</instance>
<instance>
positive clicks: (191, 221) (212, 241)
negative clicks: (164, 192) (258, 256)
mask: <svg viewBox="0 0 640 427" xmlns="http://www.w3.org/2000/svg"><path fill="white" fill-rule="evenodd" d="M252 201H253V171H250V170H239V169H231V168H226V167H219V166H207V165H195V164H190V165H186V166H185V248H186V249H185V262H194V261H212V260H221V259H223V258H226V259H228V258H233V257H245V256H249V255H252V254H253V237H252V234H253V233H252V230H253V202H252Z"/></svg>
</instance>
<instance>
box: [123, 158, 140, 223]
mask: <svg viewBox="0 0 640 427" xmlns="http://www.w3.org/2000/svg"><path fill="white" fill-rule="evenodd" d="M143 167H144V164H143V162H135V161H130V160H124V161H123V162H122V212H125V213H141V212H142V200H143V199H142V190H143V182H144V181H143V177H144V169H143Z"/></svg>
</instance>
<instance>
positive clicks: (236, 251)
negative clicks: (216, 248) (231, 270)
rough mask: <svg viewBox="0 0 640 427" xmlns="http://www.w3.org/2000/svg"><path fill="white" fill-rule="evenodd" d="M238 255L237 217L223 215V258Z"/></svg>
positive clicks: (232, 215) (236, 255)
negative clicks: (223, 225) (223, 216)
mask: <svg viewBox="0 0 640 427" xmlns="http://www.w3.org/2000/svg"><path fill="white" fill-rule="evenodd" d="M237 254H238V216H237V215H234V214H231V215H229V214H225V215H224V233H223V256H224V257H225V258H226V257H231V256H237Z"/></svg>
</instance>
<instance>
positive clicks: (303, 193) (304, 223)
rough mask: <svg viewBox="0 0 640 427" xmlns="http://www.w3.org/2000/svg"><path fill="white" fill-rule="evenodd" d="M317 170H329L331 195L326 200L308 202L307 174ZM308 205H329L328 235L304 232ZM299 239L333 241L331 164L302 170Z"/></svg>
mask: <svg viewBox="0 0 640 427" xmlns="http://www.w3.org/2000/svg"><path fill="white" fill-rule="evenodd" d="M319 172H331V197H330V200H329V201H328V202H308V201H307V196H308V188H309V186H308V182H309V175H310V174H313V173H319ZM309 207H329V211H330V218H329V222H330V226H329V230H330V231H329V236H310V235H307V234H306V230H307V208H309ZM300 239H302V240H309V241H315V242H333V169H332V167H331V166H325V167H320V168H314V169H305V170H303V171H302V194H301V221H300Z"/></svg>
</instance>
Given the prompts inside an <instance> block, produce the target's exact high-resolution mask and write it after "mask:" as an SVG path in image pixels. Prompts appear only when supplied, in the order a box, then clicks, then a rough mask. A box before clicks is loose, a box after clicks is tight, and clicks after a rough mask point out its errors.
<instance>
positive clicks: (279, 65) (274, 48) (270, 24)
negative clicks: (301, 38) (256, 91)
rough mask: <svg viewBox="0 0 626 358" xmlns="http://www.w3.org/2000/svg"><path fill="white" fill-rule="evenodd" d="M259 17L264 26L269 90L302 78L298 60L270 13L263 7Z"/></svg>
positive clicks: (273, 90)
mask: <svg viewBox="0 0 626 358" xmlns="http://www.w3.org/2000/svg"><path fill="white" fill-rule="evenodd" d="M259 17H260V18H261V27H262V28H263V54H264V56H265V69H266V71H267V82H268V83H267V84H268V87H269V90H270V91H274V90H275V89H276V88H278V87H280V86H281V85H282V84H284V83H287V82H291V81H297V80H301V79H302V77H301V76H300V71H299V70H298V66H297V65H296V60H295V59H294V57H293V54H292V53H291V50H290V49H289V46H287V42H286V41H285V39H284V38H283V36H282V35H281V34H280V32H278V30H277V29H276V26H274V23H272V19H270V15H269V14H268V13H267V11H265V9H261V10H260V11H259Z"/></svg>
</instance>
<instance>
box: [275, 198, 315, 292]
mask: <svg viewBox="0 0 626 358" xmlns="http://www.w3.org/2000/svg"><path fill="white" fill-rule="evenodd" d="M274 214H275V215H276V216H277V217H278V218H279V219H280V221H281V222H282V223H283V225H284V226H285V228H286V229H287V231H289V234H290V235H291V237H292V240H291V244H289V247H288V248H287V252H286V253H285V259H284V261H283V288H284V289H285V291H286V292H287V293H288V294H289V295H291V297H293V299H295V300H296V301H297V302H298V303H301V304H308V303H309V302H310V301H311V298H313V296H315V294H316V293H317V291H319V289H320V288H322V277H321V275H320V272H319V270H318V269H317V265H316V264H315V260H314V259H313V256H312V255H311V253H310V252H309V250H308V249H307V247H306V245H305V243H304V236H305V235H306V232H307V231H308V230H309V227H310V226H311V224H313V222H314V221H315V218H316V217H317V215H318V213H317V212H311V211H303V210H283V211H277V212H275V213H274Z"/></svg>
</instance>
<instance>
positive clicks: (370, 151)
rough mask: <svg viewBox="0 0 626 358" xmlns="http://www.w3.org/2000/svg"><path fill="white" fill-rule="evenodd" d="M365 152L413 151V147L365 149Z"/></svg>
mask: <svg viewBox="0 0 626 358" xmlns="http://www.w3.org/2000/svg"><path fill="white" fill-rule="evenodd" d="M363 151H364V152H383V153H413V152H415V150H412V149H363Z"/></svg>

## WHAT YOU NEED TO DO
Output all of the entries, exactly as they are written.

## FINAL ANSWER
</instance>
<instance>
positive clicks: (191, 221) (212, 241)
negative clicks: (164, 192) (258, 256)
mask: <svg viewBox="0 0 640 427" xmlns="http://www.w3.org/2000/svg"><path fill="white" fill-rule="evenodd" d="M252 201H253V171H250V170H239V169H231V168H226V167H219V166H207V165H195V164H190V165H186V166H185V248H186V249H185V262H194V261H212V260H221V259H223V258H226V259H228V258H233V257H245V256H249V255H252V254H253V237H252V234H253V233H252V230H253V202H252Z"/></svg>
</instance>
<instance>
box: [123, 158, 140, 223]
mask: <svg viewBox="0 0 640 427" xmlns="http://www.w3.org/2000/svg"><path fill="white" fill-rule="evenodd" d="M143 167H144V164H143V162H135V161H130V160H124V161H123V162H122V212H125V213H141V212H142V200H143V199H142V190H143V182H144V181H143V177H144V169H143Z"/></svg>
</instance>
<instance>
positive clicks: (236, 251)
negative clicks: (216, 248) (231, 270)
rough mask: <svg viewBox="0 0 640 427" xmlns="http://www.w3.org/2000/svg"><path fill="white" fill-rule="evenodd" d="M238 255L237 217L223 215V258Z"/></svg>
positive clicks: (232, 215) (236, 255)
negative clicks: (223, 225) (223, 216)
mask: <svg viewBox="0 0 640 427" xmlns="http://www.w3.org/2000/svg"><path fill="white" fill-rule="evenodd" d="M237 254H238V216H237V215H234V214H231V215H229V214H225V215H224V233H223V256H224V257H225V258H226V257H231V256H237Z"/></svg>
</instance>
<instance>
positive clicks: (303, 193) (304, 223)
rough mask: <svg viewBox="0 0 640 427" xmlns="http://www.w3.org/2000/svg"><path fill="white" fill-rule="evenodd" d="M317 170H329L331 195L326 200L308 202L307 174ZM308 205H329L328 235L304 232ZM299 239L333 241L331 164L302 170Z"/></svg>
mask: <svg viewBox="0 0 640 427" xmlns="http://www.w3.org/2000/svg"><path fill="white" fill-rule="evenodd" d="M319 172H331V197H330V200H329V201H328V202H308V201H307V196H308V188H309V186H308V182H309V175H310V174H313V173H319ZM309 207H329V211H330V218H329V222H330V226H329V230H330V231H329V236H310V235H307V234H306V230H307V208H309ZM300 239H302V240H309V241H315V242H333V169H332V167H331V166H325V167H320V168H314V169H305V170H303V171H302V194H301V221H300Z"/></svg>
</instance>
Given the prompts inside an <instance> block, produce the target's exact high-resolution mask and write it after "mask:" as an SVG path in image pixels. Prompts appear only when supplied, in the order a box, then clicks, then a rough mask. A box before clicks is loose, a box after clicks is tight, and clicks after a rough mask point out its errors.
<instance>
positive clicks: (279, 65) (274, 48) (270, 24)
negative clicks: (301, 38) (256, 91)
rough mask: <svg viewBox="0 0 626 358" xmlns="http://www.w3.org/2000/svg"><path fill="white" fill-rule="evenodd" d="M259 17L264 26L269 90L302 78L298 60L270 13L263 7Z"/></svg>
positive clicks: (273, 90)
mask: <svg viewBox="0 0 626 358" xmlns="http://www.w3.org/2000/svg"><path fill="white" fill-rule="evenodd" d="M259 17H260V18H261V27H262V28H263V54H264V56H265V69H266V71H267V82H268V83H267V84H268V87H269V90H270V91H274V90H275V89H276V88H278V87H280V86H281V85H282V84H284V83H287V82H291V81H297V80H301V79H302V77H301V76H300V71H299V70H298V66H297V65H296V60H295V59H294V57H293V54H292V53H291V50H290V49H289V46H287V42H286V41H285V39H284V38H283V36H282V35H281V34H280V32H278V30H277V29H276V26H274V23H272V19H270V15H269V14H268V13H267V11H265V9H261V10H260V11H259Z"/></svg>
</instance>
<instance>
box: [275, 198, 315, 292]
mask: <svg viewBox="0 0 626 358" xmlns="http://www.w3.org/2000/svg"><path fill="white" fill-rule="evenodd" d="M274 214H275V215H276V216H277V217H278V218H279V219H280V221H281V222H282V223H283V225H284V226H285V228H286V229H287V231H289V234H290V235H291V237H292V240H291V244H289V247H288V248H287V252H286V253H285V259H284V261H283V288H284V289H285V291H286V292H287V293H288V294H289V295H291V297H293V299H295V300H296V301H297V302H298V303H301V304H308V303H309V302H310V301H311V298H313V296H315V294H316V293H317V291H319V289H320V288H322V277H321V275H320V272H319V270H318V269H317V265H316V264H315V260H314V259H313V256H312V255H311V253H310V252H309V250H308V249H307V247H306V245H305V243H304V236H305V235H306V232H307V231H308V230H309V227H310V226H311V224H313V222H314V221H315V218H316V217H317V215H318V213H317V212H311V211H303V210H283V211H277V212H275V213H274Z"/></svg>
</instance>
<instance>
positive clicks: (370, 151)
rough mask: <svg viewBox="0 0 626 358" xmlns="http://www.w3.org/2000/svg"><path fill="white" fill-rule="evenodd" d="M365 152L413 151V147L365 149Z"/></svg>
mask: <svg viewBox="0 0 626 358" xmlns="http://www.w3.org/2000/svg"><path fill="white" fill-rule="evenodd" d="M363 151H364V152H383V153H413V152H415V150H412V149H363Z"/></svg>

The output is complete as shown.